== Segment start ==
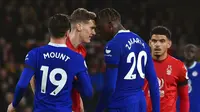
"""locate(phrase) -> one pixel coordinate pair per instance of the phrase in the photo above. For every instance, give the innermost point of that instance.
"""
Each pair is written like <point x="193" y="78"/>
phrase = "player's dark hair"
<point x="58" y="25"/>
<point x="161" y="30"/>
<point x="82" y="15"/>
<point x="109" y="14"/>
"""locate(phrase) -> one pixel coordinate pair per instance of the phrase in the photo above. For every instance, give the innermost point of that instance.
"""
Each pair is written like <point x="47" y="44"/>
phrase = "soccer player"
<point x="82" y="30"/>
<point x="171" y="73"/>
<point x="55" y="67"/>
<point x="128" y="62"/>
<point x="193" y="68"/>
== Segment end ==
**What to work on:** Please determine how many lines of the records above include the word "Each", replying with a number alone.

**Task solution:** 2